→ Task instructions
Quote the rows below word for word, starting with the line that contains "indicate the bow knot, a" and going on through the line that contains "column 196, row 161", both lines included. Leave out any pictures.

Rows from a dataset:
[Begin]
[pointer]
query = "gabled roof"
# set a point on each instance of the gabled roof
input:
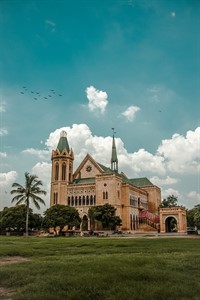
(105, 169)
(84, 180)
(88, 157)
(140, 182)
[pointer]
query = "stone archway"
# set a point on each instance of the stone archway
(171, 224)
(84, 223)
(173, 219)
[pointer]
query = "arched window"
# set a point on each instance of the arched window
(63, 171)
(57, 171)
(55, 198)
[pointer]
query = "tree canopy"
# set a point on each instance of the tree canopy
(61, 215)
(193, 217)
(14, 218)
(169, 202)
(30, 192)
(104, 214)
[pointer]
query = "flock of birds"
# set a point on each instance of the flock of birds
(37, 95)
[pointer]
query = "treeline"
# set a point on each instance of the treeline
(13, 219)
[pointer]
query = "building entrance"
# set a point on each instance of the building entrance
(171, 224)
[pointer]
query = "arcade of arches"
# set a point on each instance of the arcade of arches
(173, 219)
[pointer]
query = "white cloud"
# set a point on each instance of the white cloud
(170, 191)
(182, 153)
(3, 131)
(97, 99)
(51, 25)
(193, 195)
(82, 141)
(6, 179)
(173, 154)
(3, 154)
(163, 181)
(130, 112)
(2, 106)
(41, 154)
(173, 14)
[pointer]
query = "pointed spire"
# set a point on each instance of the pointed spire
(114, 160)
(63, 142)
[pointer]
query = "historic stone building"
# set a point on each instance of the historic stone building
(94, 184)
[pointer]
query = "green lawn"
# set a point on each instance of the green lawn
(102, 268)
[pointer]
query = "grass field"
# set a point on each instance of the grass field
(101, 268)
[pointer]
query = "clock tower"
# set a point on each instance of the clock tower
(62, 170)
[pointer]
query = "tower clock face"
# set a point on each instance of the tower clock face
(88, 168)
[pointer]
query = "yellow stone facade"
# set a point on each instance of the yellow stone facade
(173, 219)
(94, 184)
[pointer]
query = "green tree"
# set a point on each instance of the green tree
(169, 202)
(61, 215)
(106, 215)
(28, 193)
(193, 217)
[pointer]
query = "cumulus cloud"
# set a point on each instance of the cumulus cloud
(6, 179)
(51, 25)
(163, 181)
(41, 154)
(170, 191)
(3, 131)
(193, 195)
(2, 106)
(82, 141)
(175, 155)
(182, 153)
(130, 112)
(97, 99)
(3, 154)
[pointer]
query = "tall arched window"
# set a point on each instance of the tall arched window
(55, 198)
(63, 171)
(57, 171)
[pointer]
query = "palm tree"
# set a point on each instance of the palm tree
(30, 191)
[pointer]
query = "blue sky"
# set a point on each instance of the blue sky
(129, 64)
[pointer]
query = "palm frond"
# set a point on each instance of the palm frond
(36, 204)
(19, 199)
(15, 184)
(37, 198)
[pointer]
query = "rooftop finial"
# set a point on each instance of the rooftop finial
(63, 133)
(113, 129)
(114, 160)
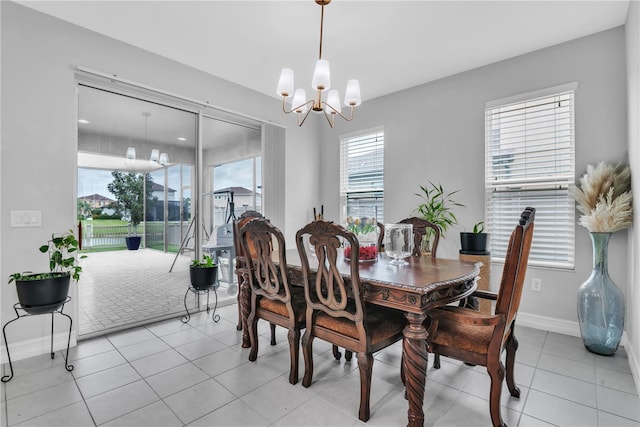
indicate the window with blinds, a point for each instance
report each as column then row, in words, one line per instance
column 530, row 161
column 362, row 176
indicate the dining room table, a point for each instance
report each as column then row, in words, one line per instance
column 423, row 284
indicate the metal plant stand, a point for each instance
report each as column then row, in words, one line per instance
column 54, row 309
column 215, row 317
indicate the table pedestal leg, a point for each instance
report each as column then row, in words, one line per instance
column 414, row 349
column 245, row 303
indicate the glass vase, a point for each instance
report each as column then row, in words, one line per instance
column 600, row 303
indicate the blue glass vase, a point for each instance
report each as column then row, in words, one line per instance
column 600, row 303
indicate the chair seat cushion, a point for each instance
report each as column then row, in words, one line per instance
column 381, row 324
column 471, row 338
column 297, row 301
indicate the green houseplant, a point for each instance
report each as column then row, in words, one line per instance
column 45, row 292
column 130, row 192
column 203, row 273
column 474, row 243
column 437, row 208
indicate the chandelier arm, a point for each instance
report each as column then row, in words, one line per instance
column 293, row 109
column 304, row 118
column 338, row 112
column 330, row 117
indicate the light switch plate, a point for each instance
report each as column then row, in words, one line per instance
column 26, row 218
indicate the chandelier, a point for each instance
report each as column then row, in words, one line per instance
column 320, row 83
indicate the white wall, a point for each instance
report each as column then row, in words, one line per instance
column 39, row 134
column 436, row 132
column 632, row 28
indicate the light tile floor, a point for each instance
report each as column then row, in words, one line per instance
column 172, row 374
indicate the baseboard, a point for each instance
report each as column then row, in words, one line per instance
column 37, row 346
column 550, row 324
column 634, row 364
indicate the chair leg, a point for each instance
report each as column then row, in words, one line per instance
column 239, row 325
column 307, row 352
column 252, row 324
column 512, row 347
column 273, row 333
column 436, row 361
column 496, row 373
column 365, row 364
column 294, row 350
column 336, row 352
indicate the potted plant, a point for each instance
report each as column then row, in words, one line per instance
column 474, row 243
column 437, row 209
column 366, row 231
column 203, row 273
column 130, row 191
column 45, row 292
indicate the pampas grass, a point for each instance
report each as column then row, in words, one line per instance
column 604, row 198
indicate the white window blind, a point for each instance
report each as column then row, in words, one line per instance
column 530, row 161
column 362, row 176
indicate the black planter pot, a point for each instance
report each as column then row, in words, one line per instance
column 473, row 243
column 43, row 295
column 203, row 277
column 133, row 242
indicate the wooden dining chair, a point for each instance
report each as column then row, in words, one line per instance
column 336, row 311
column 241, row 257
column 478, row 338
column 420, row 227
column 272, row 298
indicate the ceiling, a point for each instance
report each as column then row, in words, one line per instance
column 387, row 45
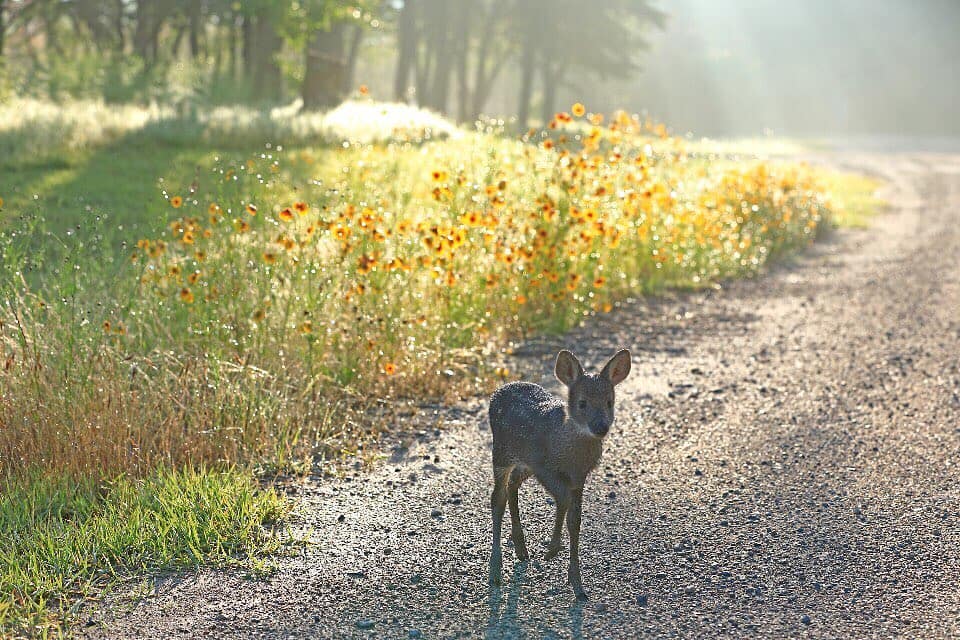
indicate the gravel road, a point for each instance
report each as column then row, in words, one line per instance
column 784, row 464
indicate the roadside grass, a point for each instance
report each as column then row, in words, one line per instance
column 68, row 537
column 178, row 299
column 855, row 197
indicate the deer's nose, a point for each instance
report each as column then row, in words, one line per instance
column 599, row 427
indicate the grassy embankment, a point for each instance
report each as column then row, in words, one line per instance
column 179, row 295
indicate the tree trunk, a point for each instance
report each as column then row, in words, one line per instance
column 550, row 77
column 406, row 50
column 196, row 23
column 462, row 62
column 121, row 38
column 353, row 53
column 443, row 60
column 527, row 62
column 267, row 76
column 3, row 25
column 233, row 43
column 246, row 44
column 325, row 68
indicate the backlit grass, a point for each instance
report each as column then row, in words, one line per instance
column 66, row 537
column 177, row 299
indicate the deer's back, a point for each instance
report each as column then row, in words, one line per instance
column 522, row 416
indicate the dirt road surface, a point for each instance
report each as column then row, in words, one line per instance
column 785, row 463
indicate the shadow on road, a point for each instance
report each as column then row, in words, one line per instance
column 505, row 622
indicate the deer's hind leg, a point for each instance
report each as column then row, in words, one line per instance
column 517, row 476
column 498, row 504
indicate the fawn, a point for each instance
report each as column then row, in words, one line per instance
column 536, row 434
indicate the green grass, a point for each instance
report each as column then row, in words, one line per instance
column 64, row 538
column 237, row 379
column 855, row 196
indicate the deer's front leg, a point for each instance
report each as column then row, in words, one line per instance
column 573, row 528
column 556, row 541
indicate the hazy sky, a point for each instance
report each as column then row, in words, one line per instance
column 803, row 67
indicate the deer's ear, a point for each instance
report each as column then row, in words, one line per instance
column 617, row 368
column 568, row 369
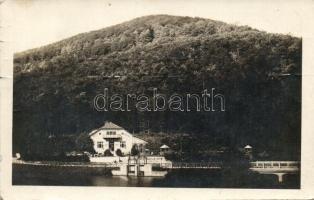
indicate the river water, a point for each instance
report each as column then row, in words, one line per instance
column 188, row 178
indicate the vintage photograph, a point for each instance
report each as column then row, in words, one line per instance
column 167, row 98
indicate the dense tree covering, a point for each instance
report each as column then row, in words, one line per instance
column 258, row 73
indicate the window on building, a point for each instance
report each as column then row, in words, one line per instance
column 100, row 145
column 111, row 132
column 122, row 144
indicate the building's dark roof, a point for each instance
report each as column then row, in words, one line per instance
column 108, row 126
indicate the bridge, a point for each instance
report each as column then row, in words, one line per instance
column 279, row 168
column 189, row 165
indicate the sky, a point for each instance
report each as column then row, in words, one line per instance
column 33, row 23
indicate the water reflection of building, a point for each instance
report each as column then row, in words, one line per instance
column 114, row 139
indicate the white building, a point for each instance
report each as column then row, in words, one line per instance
column 113, row 137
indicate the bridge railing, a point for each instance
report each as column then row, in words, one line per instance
column 275, row 164
column 196, row 165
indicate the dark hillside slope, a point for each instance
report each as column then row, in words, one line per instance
column 258, row 73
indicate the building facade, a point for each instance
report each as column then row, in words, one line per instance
column 114, row 138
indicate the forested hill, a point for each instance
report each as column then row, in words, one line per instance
column 258, row 73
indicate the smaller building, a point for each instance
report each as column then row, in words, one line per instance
column 248, row 151
column 112, row 140
column 164, row 149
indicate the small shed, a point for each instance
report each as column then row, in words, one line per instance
column 164, row 149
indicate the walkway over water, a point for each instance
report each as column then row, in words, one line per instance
column 279, row 168
column 196, row 165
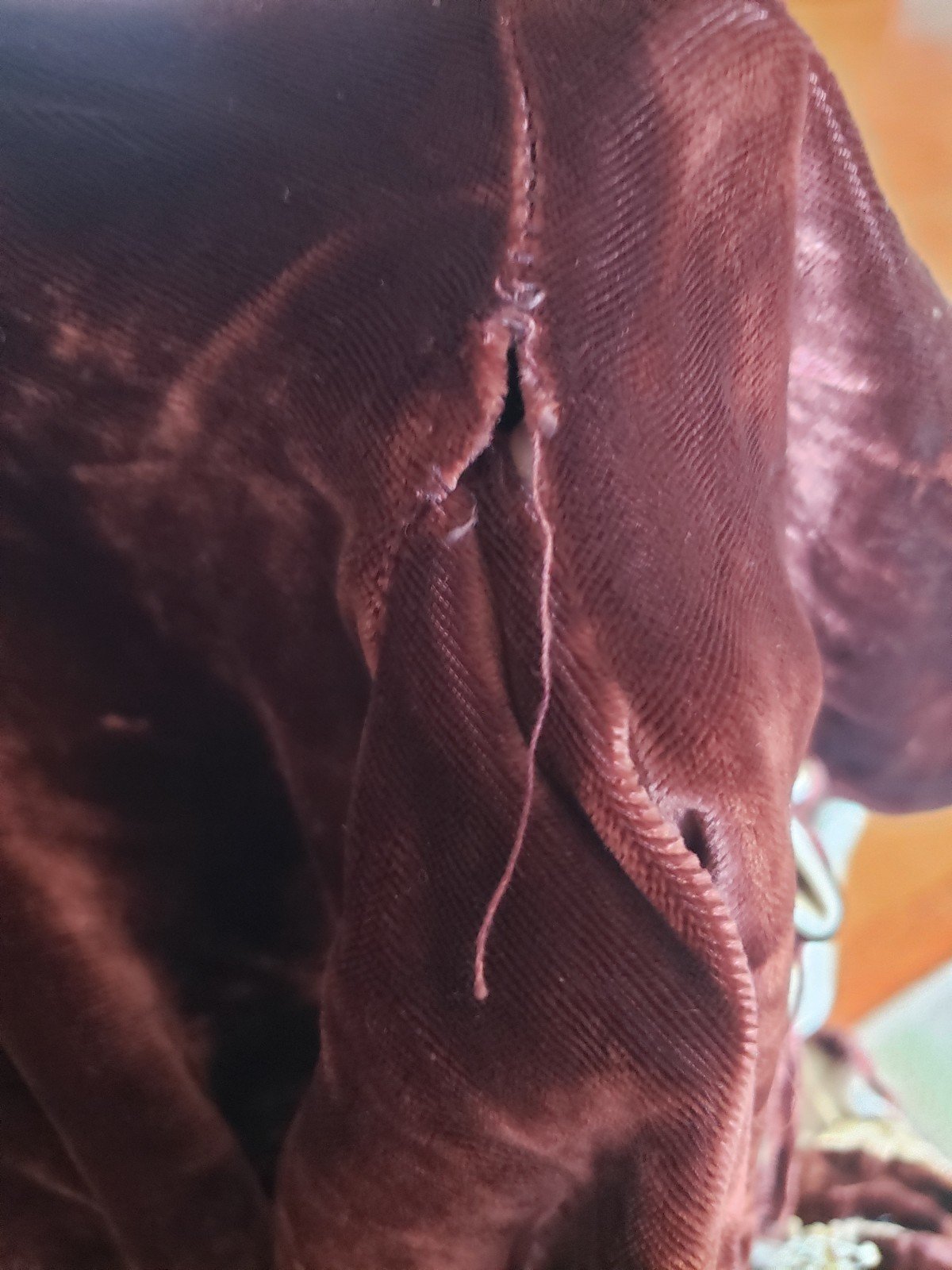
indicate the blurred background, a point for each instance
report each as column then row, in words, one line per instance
column 894, row 61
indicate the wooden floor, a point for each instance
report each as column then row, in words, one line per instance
column 894, row 60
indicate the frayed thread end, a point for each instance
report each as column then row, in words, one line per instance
column 480, row 988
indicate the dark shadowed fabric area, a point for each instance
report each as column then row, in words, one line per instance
column 441, row 441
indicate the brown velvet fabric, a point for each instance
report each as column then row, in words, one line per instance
column 285, row 287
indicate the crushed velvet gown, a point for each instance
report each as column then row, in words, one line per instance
column 441, row 441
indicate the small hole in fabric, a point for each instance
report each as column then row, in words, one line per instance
column 513, row 412
column 692, row 831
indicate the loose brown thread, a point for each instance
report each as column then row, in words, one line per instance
column 480, row 988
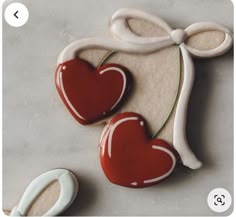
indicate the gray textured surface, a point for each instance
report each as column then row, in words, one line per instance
column 39, row 134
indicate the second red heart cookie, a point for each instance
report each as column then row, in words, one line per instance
column 129, row 157
column 91, row 94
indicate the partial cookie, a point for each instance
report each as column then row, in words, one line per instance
column 159, row 59
column 48, row 195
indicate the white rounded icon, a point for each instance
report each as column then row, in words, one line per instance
column 16, row 14
column 219, row 200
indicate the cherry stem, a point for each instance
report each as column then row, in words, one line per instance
column 111, row 53
column 106, row 58
column 176, row 97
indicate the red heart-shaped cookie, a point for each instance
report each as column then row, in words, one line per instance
column 129, row 157
column 91, row 94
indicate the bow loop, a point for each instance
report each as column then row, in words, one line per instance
column 204, row 39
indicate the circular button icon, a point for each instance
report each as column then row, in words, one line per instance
column 16, row 14
column 219, row 200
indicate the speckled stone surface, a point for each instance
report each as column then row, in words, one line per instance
column 39, row 134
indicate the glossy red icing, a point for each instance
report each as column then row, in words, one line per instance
column 91, row 94
column 129, row 157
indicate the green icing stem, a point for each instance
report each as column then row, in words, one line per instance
column 111, row 53
column 106, row 57
column 176, row 97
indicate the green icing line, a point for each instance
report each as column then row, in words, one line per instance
column 106, row 57
column 111, row 53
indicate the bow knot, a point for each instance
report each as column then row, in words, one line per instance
column 178, row 36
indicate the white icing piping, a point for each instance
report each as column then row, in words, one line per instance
column 124, row 82
column 129, row 42
column 179, row 138
column 167, row 151
column 113, row 129
column 68, row 191
column 67, row 99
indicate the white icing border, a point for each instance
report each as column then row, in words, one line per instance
column 68, row 191
column 100, row 73
column 112, row 131
column 129, row 42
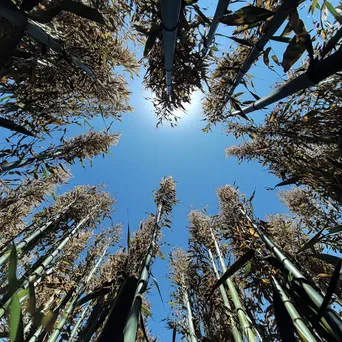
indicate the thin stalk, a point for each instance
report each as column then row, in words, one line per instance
column 220, row 10
column 78, row 323
column 131, row 327
column 170, row 11
column 71, row 307
column 272, row 26
column 236, row 334
column 315, row 74
column 186, row 301
column 43, row 266
column 242, row 316
column 35, row 234
column 298, row 323
column 315, row 296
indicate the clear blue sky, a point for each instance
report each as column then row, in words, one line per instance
column 196, row 161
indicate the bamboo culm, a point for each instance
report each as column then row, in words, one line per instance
column 131, row 327
column 242, row 316
column 298, row 323
column 315, row 296
column 235, row 331
column 47, row 261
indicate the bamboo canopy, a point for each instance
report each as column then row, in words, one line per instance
column 220, row 10
column 170, row 11
column 315, row 74
column 272, row 27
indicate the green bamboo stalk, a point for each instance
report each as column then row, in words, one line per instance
column 272, row 27
column 316, row 297
column 242, row 316
column 317, row 73
column 43, row 266
column 35, row 234
column 186, row 301
column 236, row 334
column 302, row 329
column 78, row 323
column 220, row 10
column 131, row 327
column 71, row 307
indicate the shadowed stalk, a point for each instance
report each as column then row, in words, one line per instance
column 242, row 316
column 71, row 307
column 35, row 234
column 42, row 267
column 235, row 330
column 133, row 318
column 315, row 296
column 302, row 330
column 186, row 301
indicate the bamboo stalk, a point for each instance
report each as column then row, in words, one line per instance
column 235, row 331
column 78, row 323
column 35, row 234
column 131, row 327
column 43, row 266
column 242, row 316
column 186, row 302
column 170, row 11
column 220, row 10
column 297, row 321
column 272, row 27
column 315, row 74
column 316, row 297
column 71, row 307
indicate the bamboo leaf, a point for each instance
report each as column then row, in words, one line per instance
[End]
→ Solution below
indicate the bow knot, a point for each instance
report each as column then row, in words, one line per instance
column 178, row 36
indicate the white icing piping, a point for each instance
report each as column then row, in words, one line per instance
column 124, row 82
column 129, row 42
column 179, row 138
column 167, row 151
column 113, row 129
column 68, row 191
column 67, row 99
indicate the white icing border, a point for each instance
report each as column then row, in words, one line per instance
column 68, row 191
column 100, row 73
column 112, row 131
column 129, row 42
indicate the thin stalk, a point for each instance
report each as column then row, in words, one line per instance
column 220, row 10
column 78, row 323
column 131, row 327
column 170, row 11
column 71, row 307
column 272, row 26
column 236, row 334
column 315, row 74
column 186, row 301
column 43, row 266
column 242, row 316
column 35, row 234
column 298, row 323
column 315, row 296
indicate the clear blue sky, a point for each instance
report each as column then row, in words, one line per instance
column 196, row 161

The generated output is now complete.